── Document segment
Best Bull Depends on the Herd

Disposition and Maternal Traits Lead the Way in Selecting the Best Bull for Herd

The profitability of a commercial operation is heavily influenced by herd sire(s) genetics. (DTN/Progressive Farmer file photo by Becky Mills)

It's hard not to get sticker shock when purebred bulls are going for $10,000 to $12,000 a pop. But get caught up in the excitement and competition of a bull sale, and you may suddenly find yourself way over budget.

How much should you pay for a bull for a commercial herd? Like most things in business, it depends. There are certainly some old-school rules of thumb, such as don't pay more than four times the price of 500-pound feeder calf. But Florida's Ken Griner doesn't give much weight to those formulas in his cattle operation.

"We can spend a little more than some commercial buyers because we retain ownership," he says. "We get paid for the quality we create. But we can't be frivolous and compete with seedstock breeders unless we are buying the bull for our seedstock herd."

Finding that perfect animal is something Griner really enjoys. He joined the family operation, Usher Land and Timber, some 30 years ago. Once bull buying became one of his responsibilities, he says he's been trying to build the perfect animal for this hot, humid environment.


Maternal characteristics are key in the heifers the Chiefland operation produces. Bulls here need strong genetics for calving ease and fertility, a moderate frame, good structure, an above-average scrotal circumference, (an indicator of age of puberty in the heifers sired by a bull), marbling, rib-eye size, and disposition.

"You have to have disposition," Griner stresses. "We have bred for this so long, sometimes at processing you have to get off your horse to move the calves, or otherwise they'll just stand there and look at you."

Disposition is the trait University of Nebraska Extension Beef Genetics specialist Matthew Spangler likes to start with when evaluating bulls. Along with that, he says it's important to consider how an operation markets as well as how much better genetically one bull is than the others in a sale.

As a practical matter, he says, producers should consider how many cows will be exposed to the bull and take that into their calculations, as well.

"You can pay more if you can spread him out over more cows," he explains. "If you have 20 cows, you can't afford to spend as much as someone who can expose him to more than 20 cows. And if you can get him custom collected, use him as an AI (artificial insemination) sire, and also as a natural service sire, you can pay more, because you're able to spread the cost over more cows."


In Griner's case, he, his son, Korey, and long-time friend R.D. Skelton, each go over sales catalogs. They start by choosing the seedstock supplier they want to buy from. Exact EPDs they require on a bull are determined by whether the sire will be used on replacement heifers, in their terminal cross herd or in their composite operation. They look for bulls well above average for their respective breeds.
────
── Data shown
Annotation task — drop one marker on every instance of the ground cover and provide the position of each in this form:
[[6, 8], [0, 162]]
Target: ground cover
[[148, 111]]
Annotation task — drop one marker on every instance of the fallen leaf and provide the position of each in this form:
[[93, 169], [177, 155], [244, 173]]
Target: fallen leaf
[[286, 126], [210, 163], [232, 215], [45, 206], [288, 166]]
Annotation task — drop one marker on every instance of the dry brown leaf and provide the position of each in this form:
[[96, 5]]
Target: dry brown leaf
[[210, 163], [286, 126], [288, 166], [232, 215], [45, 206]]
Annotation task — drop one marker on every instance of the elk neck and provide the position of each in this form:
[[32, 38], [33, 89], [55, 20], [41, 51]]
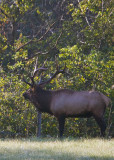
────
> [Work item A]: In the article on choosing a bull for a commercial herd, what old rule of thumb caps what to pay for a bull?
> [Work item B]: Pick up the article on picking the best bull for a herd right after its last sentence and keep writing it.

> [Your response A]: Don't pay more than four times the price of a 500-pound feeder calf.

> [Your response B]:
"We can't buy average bulls and grow the kind of calves we need," says Griner, adding that after they narrow their selections, whoever goes to the sale gives those bulls the once over. "They have to pass the eye test, too," he says.

Next comes the hard part. The person attending the sale takes a seat in the stands and tries to practice patience.

"Most of the time, you can be patient and some of the good bulls will fall through the cracks. If you don't actually go to the sale, you can't do that," Griner says. He points to a yearling Angus bull in a catalog that got a thumbs up from both Ken and Korey. It came from a cow family they favored, and it passed the eye test. The young bull was a bit lower down in the sale order. While Griner expected to pay at least $5,000 to $6,000 for him, Korey was able to seal the deal at $4,000.


For the Charolais bulls that go into their composite breeds, as well as Angus bulls for their heifers, Griner relies on a Kansas breeder. "He eliminates the opportunity for me to make mistakes," he says. "He takes care of legs, udder, structure, and then I don't have to worry about them."

An Angus breeder in South Carolina supplies bulls for clean-up duty after replacement heifers are AIed. "They like what we like," Griner notes. "Good, proven genetics from proven cow families, moderate framed cattle. They work."

Travis Mitchell, Clemson University area livestock and forages agent, says when he's buying bulls for his own 200-cow commercial herd, he too places a lot of value on the seedstock producer.

"My seedstock supplier works tirelessly for their customers, and the sale doesn't stop when the bull leaves their farm," he adds. "They stand behind the bulls and help find ways to market the offspring from their genetics. That counts for a lot."